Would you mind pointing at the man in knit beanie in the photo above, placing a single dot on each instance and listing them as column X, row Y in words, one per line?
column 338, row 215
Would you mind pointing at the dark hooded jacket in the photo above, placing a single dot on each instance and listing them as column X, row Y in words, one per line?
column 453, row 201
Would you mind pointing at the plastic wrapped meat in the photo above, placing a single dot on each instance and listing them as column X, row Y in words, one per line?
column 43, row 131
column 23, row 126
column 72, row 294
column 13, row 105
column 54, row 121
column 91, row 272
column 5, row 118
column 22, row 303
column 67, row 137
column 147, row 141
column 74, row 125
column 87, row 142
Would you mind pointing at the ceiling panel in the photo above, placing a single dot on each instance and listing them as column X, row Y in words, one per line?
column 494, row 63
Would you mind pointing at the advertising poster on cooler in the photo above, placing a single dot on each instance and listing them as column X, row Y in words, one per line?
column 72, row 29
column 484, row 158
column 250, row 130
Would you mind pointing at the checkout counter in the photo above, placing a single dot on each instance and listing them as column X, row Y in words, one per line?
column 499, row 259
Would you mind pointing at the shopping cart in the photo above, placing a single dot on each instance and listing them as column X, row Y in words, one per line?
================
• What to produce
Copy every line of the records above word for word, keeping them in their original order.

• Exercise answer
Would you mind pointing at the man in knit beanie in the photo above, placing a single dot on each instance and listing them as column X, row Y in words, one per line?
column 338, row 215
Would you mind pointing at the dark hooded jacket in the photo above, placing a single dot on each instance and listing them as column X, row Y in words, one per line?
column 453, row 201
Would you mind pointing at the plastic wrapped meat in the photo above, placing a single dot on each instance and listing them as column X, row Y in words, one per line?
column 43, row 131
column 23, row 126
column 72, row 294
column 13, row 105
column 54, row 121
column 91, row 272
column 5, row 118
column 22, row 303
column 67, row 137
column 147, row 141
column 74, row 125
column 87, row 142
Would you mind pointing at the ceiling panel in the photo above, placing a single dot on each instance and listing them as column X, row Y in words, one per line?
column 494, row 63
Would you mind pointing at the advertising poster on cooler in the photo above, placing a single dot on each instance and listing them as column X, row Y in words, one per line?
column 72, row 29
column 484, row 158
column 250, row 130
Would you mind pointing at the checkout counter in the photo above, placing a single dot on each instance and listing them as column X, row Y in words, one per line?
column 499, row 259
Would you mind pointing at the shopping cart in the photo above, placing a single dot on each instance and listing them as column X, row Y in words, one per line?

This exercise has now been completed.